*Problème à résoudre*: Renvoie, telles quelles, toutes les lignes ci-dessous qui contiennent le mot « people ».

[Lignes issues d'une source de données]
::::::
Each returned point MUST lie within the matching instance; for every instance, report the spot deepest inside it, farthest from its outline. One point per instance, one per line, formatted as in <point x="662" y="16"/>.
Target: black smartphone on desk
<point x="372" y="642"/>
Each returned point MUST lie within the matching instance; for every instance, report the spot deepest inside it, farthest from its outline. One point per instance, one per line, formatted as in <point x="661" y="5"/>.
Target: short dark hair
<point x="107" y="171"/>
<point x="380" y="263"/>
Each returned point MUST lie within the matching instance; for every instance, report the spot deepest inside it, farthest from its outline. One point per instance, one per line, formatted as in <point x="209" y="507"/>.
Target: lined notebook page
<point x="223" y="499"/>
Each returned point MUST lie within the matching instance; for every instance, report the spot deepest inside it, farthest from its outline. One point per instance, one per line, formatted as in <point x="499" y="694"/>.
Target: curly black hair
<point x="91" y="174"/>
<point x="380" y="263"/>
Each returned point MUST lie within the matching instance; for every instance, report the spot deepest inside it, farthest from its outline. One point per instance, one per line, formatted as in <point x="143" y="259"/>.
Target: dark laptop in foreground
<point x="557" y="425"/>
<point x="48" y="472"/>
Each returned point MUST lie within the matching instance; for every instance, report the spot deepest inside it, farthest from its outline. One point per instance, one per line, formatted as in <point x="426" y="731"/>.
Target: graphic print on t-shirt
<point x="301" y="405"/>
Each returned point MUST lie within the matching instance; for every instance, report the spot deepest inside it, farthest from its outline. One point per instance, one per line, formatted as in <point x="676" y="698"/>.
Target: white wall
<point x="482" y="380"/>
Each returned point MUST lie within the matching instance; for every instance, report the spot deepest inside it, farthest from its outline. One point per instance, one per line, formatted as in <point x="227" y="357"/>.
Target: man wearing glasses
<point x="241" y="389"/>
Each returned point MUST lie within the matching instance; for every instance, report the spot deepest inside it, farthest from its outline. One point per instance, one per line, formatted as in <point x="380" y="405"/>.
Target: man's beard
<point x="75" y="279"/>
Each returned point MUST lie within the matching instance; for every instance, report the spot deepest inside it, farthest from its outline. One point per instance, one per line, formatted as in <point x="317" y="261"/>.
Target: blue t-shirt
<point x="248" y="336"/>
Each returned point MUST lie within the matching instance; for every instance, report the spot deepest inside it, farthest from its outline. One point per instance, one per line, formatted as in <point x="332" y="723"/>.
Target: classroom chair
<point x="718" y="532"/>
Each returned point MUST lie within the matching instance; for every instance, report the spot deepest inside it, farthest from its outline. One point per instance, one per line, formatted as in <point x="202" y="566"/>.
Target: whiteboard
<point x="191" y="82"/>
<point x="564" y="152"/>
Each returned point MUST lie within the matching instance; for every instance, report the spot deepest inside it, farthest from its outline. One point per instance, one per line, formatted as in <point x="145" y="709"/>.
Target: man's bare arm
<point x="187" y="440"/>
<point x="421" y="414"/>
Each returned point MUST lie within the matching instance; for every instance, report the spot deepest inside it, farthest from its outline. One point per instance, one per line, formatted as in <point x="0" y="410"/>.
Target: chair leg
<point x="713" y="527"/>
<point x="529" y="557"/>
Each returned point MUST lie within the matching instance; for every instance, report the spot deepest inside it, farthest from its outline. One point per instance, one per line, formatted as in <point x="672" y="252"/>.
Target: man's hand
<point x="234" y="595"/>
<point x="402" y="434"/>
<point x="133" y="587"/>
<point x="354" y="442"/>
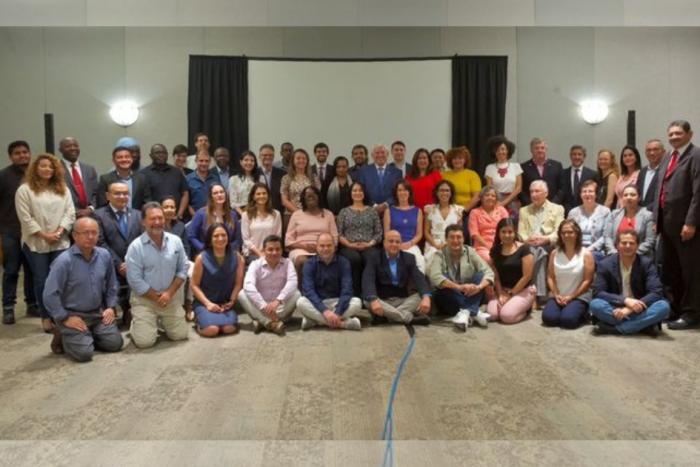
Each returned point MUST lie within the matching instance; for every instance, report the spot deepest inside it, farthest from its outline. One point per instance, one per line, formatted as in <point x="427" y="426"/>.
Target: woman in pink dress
<point x="483" y="221"/>
<point x="630" y="164"/>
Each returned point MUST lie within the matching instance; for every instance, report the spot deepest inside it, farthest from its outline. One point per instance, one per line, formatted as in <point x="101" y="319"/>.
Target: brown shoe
<point x="189" y="312"/>
<point x="276" y="327"/>
<point x="56" y="342"/>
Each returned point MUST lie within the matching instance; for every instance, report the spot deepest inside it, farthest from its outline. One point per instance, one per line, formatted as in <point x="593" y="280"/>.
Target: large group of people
<point x="221" y="235"/>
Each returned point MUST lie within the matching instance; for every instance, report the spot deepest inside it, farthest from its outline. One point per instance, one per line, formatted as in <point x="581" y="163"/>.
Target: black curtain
<point x="478" y="104"/>
<point x="217" y="103"/>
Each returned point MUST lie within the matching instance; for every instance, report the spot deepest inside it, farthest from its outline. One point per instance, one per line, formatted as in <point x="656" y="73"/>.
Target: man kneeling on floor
<point x="460" y="277"/>
<point x="270" y="288"/>
<point x="327" y="288"/>
<point x="628" y="292"/>
<point x="81" y="294"/>
<point x="385" y="284"/>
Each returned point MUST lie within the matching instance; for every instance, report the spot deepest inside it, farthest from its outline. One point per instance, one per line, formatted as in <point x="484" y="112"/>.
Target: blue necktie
<point x="123" y="227"/>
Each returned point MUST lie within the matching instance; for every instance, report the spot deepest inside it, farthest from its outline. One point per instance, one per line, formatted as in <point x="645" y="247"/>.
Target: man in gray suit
<point x="677" y="214"/>
<point x="81" y="178"/>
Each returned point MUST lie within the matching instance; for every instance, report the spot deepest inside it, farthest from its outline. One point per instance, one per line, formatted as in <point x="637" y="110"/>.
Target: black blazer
<point x="111" y="237"/>
<point x="141" y="189"/>
<point x="275" y="186"/>
<point x="552" y="175"/>
<point x="568" y="198"/>
<point x="376" y="277"/>
<point x="89" y="175"/>
<point x="682" y="193"/>
<point x="647" y="200"/>
<point x="644" y="281"/>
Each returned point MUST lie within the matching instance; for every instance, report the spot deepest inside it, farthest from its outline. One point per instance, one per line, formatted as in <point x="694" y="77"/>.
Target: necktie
<point x="671" y="167"/>
<point x="121" y="219"/>
<point x="79" y="187"/>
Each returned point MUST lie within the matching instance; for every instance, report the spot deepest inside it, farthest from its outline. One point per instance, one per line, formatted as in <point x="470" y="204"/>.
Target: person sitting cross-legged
<point x="270" y="288"/>
<point x="327" y="288"/>
<point x="80" y="296"/>
<point x="385" y="284"/>
<point x="628" y="292"/>
<point x="460" y="276"/>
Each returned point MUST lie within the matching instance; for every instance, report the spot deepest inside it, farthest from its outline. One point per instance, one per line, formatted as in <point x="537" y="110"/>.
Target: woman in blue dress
<point x="217" y="279"/>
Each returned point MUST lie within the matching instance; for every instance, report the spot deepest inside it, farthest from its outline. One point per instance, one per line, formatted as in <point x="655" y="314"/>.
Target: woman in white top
<point x="258" y="222"/>
<point x="46" y="215"/>
<point x="503" y="175"/>
<point x="438" y="216"/>
<point x="569" y="277"/>
<point x="239" y="185"/>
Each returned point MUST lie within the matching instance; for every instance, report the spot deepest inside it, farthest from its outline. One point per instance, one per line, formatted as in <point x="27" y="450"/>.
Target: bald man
<point x="385" y="284"/>
<point x="81" y="296"/>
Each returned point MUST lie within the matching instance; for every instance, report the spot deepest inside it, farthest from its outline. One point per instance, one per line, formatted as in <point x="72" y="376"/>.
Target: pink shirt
<point x="263" y="283"/>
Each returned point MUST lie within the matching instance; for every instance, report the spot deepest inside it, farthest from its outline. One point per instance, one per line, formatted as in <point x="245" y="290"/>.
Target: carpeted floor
<point x="521" y="394"/>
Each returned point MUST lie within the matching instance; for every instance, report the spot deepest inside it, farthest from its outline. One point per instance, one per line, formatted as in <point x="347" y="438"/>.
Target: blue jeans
<point x="40" y="264"/>
<point x="13" y="260"/>
<point x="654" y="314"/>
<point x="568" y="317"/>
<point x="450" y="301"/>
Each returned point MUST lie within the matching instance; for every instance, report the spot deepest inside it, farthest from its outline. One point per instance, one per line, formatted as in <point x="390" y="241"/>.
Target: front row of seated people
::::::
*Solution rédigée*:
Target: large group of people
Target: front row of seated people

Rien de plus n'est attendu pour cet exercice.